◆ 作業内容: 下のWELL認証をめぐる対談から、「こにわ:なるほど。いま大建工」を含むところで始まり「ずっと取り組んできています。」の直後で終わる部分を、一字も変えずに返してもらえますか？

___ ページ抜粋

こにわ:なるほど。いま大建工業さんのWell-Beingへの取り組みのきっかけについてお話をうかがいましたが、私がこれまで何度も取材をさせていただいたうえで感じているのは、今まで大建工業さんがいろいろなことを丁寧にやってきたことが既にもうWell-Beingだったということが結構あるんじゃないかと。
駒倉:そうですね。いろいろ取り組みをしている中で人財を資本として捉える「人的資本経営」、これに長年取り組んでおりまして、弊社の中につきましても従業員一人ひとりのパフォーマンス、そういったところを最大限に発揮できるような環境づくりに昔からずっと取り組んできています。
こにわ:何か最近、国内初の認証を受けたともお聞きしているんですが、どういった評価か教えてもらえますか。
駒倉:はい。本日お越しいただいたこの「DAIKEN R&Dセンター」という研究施設なんですが、アメリカの公益企業であるIWBI(国際WELLビルディング協会=International WELL Building Institute)が実施している、人の健康やWell-Beingに関わる視点からオフィス空間を評価するWELL認証の「WELL Performance Rating(ウェルパフォーマンスレイティング)」を2024年4月に国内初取得することができました。

「WELL Performance Rating」認証書
これは建物の室内環境において、光・音・空気・水・温熱・満足感の性能を評価するもので、実地評価やセンサー技術による測定で33項目の認証条件の内の21項目以上クリアする必要があります。
この「WELL Performance Rating」の取得は先ほど申し上げましたとおり国内初で、海外を含めても9例目の事例となるそうです。

______
___ 抽出データ

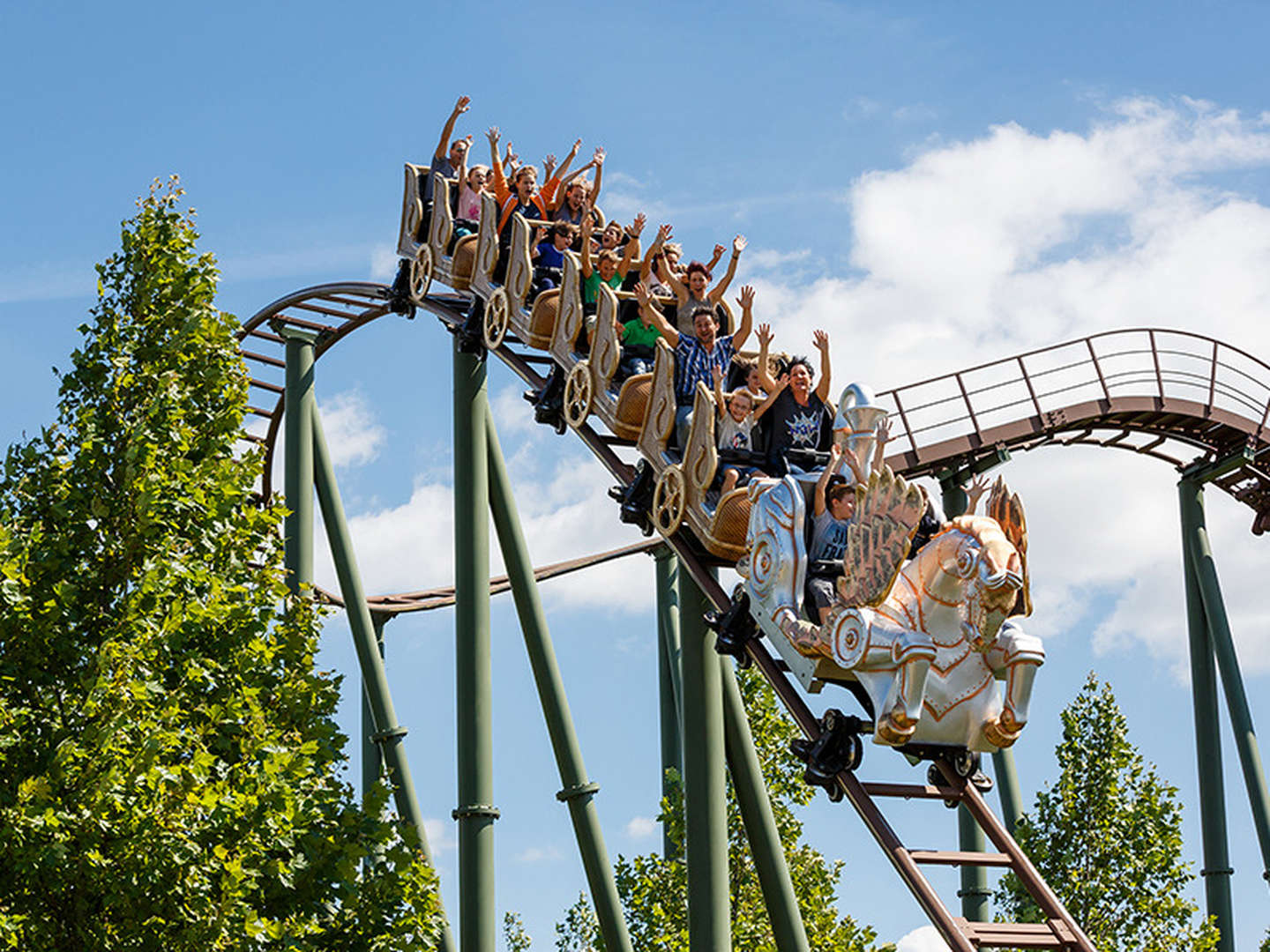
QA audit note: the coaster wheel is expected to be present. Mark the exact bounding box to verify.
[482,288,512,350]
[410,245,432,305]
[564,361,594,429]
[653,464,687,537]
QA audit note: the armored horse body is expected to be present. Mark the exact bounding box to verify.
[742,471,1045,750]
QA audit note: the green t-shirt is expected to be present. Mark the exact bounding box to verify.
[623,317,661,346]
[582,268,623,305]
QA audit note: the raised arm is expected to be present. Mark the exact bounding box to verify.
[758,324,788,393]
[582,205,595,279]
[591,147,604,205]
[706,234,745,303]
[754,373,790,420]
[639,225,670,283]
[961,473,988,516]
[811,330,831,404]
[811,443,842,516]
[706,245,728,274]
[635,282,679,348]
[432,96,471,159]
[874,416,890,472]
[485,126,511,205]
[710,364,727,419]
[731,285,754,350]
[617,212,647,280]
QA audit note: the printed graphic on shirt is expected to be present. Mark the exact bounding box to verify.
[785,409,820,447]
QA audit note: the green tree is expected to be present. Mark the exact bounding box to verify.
[996,674,1217,952]
[0,179,438,952]
[594,670,893,952]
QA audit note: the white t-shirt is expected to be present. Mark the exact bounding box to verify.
[719,413,754,450]
[811,509,851,562]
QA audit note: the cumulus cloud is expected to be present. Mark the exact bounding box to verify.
[626,816,656,839]
[318,390,387,465]
[754,99,1270,674]
[895,926,949,952]
[318,99,1270,677]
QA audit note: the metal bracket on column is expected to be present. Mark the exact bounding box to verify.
[557,783,600,804]
[450,804,502,820]
[1183,444,1256,484]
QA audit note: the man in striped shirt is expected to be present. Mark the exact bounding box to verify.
[635,282,754,450]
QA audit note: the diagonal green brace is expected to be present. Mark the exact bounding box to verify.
[485,410,631,952]
[311,410,455,952]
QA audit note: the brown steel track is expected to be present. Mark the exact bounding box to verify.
[239,282,1270,952]
[878,328,1270,534]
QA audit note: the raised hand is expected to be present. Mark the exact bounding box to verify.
[965,472,988,516]
[874,416,890,447]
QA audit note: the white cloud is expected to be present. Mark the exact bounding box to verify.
[626,816,656,839]
[370,245,398,282]
[423,817,457,857]
[516,846,560,863]
[318,390,387,465]
[754,99,1270,677]
[895,926,949,952]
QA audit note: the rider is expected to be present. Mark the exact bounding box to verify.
[806,416,890,624]
[758,324,833,476]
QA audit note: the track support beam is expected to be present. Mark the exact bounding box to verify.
[453,335,497,952]
[719,658,811,952]
[679,566,731,952]
[310,403,455,952]
[653,546,684,859]
[1177,477,1270,952]
[485,412,631,952]
[275,323,318,597]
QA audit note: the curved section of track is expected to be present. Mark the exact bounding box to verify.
[878,328,1270,525]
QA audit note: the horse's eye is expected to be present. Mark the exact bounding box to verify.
[956,548,979,579]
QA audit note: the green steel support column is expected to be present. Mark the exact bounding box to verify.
[362,612,390,802]
[485,415,631,952]
[679,566,731,952]
[453,347,497,952]
[311,413,455,952]
[1177,480,1235,952]
[653,546,684,858]
[1189,485,1270,880]
[992,747,1024,837]
[274,323,318,595]
[940,479,992,923]
[719,658,811,952]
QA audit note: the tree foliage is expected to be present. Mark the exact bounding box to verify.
[0,180,438,952]
[530,670,894,952]
[996,674,1217,952]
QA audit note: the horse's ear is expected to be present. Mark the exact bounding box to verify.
[988,476,1031,615]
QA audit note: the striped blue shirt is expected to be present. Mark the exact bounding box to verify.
[675,334,736,406]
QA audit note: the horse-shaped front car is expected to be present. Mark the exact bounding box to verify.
[743,467,1045,750]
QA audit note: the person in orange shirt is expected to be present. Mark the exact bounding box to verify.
[485,126,582,237]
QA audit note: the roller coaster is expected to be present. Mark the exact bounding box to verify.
[231,164,1270,952]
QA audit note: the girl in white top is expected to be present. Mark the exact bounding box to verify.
[713,332,780,495]
[455,153,489,239]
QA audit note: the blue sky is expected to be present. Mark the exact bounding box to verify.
[0,3,1270,952]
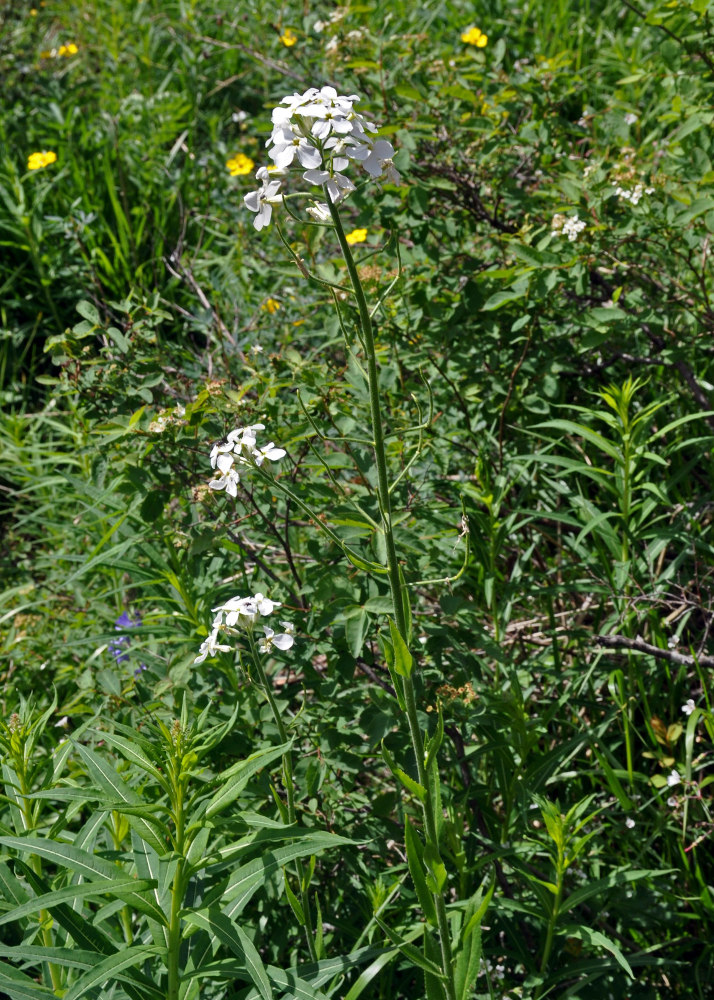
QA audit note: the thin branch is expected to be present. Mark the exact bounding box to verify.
[593,635,714,667]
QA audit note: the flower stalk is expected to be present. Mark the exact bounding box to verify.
[325,188,456,1000]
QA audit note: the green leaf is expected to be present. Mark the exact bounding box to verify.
[0,837,166,926]
[184,908,273,1000]
[0,962,56,1000]
[74,743,168,855]
[424,842,446,895]
[203,740,292,822]
[558,924,635,979]
[0,880,158,924]
[561,868,675,913]
[454,871,496,1000]
[382,741,427,802]
[404,816,437,926]
[211,831,356,922]
[389,618,414,677]
[63,945,166,1000]
[374,913,446,979]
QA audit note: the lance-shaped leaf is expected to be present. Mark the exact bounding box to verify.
[76,743,168,854]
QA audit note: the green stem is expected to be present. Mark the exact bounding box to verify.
[325,188,456,1000]
[248,629,318,962]
[15,756,62,995]
[535,864,564,1000]
[166,776,185,1000]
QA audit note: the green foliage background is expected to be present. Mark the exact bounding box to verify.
[0,0,714,1000]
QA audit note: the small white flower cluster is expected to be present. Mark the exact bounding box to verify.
[550,212,587,243]
[149,403,186,434]
[243,87,400,229]
[193,593,295,663]
[479,958,506,982]
[615,184,654,205]
[208,424,285,497]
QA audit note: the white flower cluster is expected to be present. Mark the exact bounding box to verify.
[243,87,400,229]
[550,212,587,243]
[193,593,295,663]
[149,403,186,434]
[208,424,285,497]
[615,184,654,205]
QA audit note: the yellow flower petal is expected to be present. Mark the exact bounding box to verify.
[345,229,367,245]
[226,153,255,177]
[461,27,488,49]
[27,150,57,170]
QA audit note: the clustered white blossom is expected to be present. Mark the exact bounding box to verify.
[615,184,654,205]
[208,424,285,497]
[243,87,400,229]
[550,212,587,243]
[149,403,186,434]
[193,593,295,663]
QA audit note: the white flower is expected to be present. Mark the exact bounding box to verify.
[563,214,587,243]
[220,597,258,628]
[253,594,281,615]
[253,441,287,465]
[243,175,283,230]
[208,455,240,497]
[258,625,295,653]
[303,170,355,205]
[193,628,231,663]
[268,128,322,169]
[354,139,401,184]
[307,201,332,222]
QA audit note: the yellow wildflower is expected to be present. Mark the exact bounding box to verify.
[345,229,367,246]
[27,150,57,170]
[461,27,488,49]
[226,153,255,177]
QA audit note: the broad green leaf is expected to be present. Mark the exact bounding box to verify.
[0,869,158,924]
[184,908,273,1000]
[202,740,292,821]
[558,924,635,979]
[0,962,56,1000]
[374,914,446,979]
[404,816,437,926]
[63,945,165,1000]
[207,831,356,923]
[75,743,168,855]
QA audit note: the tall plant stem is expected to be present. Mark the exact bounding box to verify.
[325,188,456,1000]
[248,631,318,962]
[15,768,62,993]
[166,776,185,1000]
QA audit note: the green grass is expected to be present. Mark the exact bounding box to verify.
[0,0,714,1000]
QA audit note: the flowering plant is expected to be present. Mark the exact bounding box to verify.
[243,86,400,229]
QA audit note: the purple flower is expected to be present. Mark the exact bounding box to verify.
[108,611,146,669]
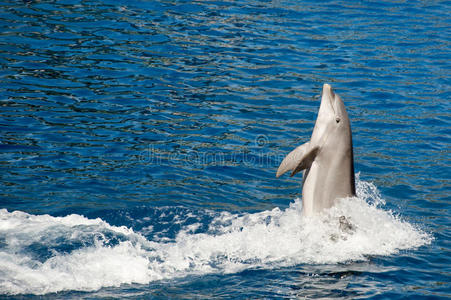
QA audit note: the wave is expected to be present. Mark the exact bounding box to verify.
[0,180,433,295]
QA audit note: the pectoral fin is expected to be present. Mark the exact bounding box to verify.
[276,142,319,177]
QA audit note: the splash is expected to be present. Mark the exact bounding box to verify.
[0,180,432,295]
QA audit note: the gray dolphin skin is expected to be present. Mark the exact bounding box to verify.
[276,83,355,216]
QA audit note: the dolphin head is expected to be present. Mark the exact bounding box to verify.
[311,83,351,146]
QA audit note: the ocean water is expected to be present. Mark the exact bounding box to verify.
[0,0,451,299]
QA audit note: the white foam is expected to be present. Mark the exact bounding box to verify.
[0,180,432,294]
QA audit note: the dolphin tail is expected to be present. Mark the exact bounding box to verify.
[276,142,319,177]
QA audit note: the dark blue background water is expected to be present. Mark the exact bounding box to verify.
[0,1,451,299]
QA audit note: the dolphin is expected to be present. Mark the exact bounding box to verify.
[276,83,355,216]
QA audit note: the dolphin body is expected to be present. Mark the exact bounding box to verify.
[276,83,355,216]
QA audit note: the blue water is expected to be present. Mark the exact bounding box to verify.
[0,0,451,299]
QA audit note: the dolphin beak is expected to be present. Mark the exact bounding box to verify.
[323,83,335,113]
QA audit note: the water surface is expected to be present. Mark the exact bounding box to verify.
[0,1,451,299]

______

◆ 課題の解答:
こにわ:なるほど。いま大建工業さんのWell-Beingへの取り組みのきっかけについてお話をうかがいましたが、私がこれまで何度も取材をさせていただいたうえで感じているのは、今まで大建工業さんがいろいろなことを丁寧にやってきたことが既にもうWell-Beingだったということが結構あるんじゃないかと。
駒倉:そうですね。いろいろ取り組みをしている中で人財を資本として捉える「人的資本経営」、これに長年取り組んでおりまして、弊社の中につきましても従業員一人ひとりのパフォーマンス、そういったところを最大限に発揮できるような環境づくりに昔からずっと取り組んできています。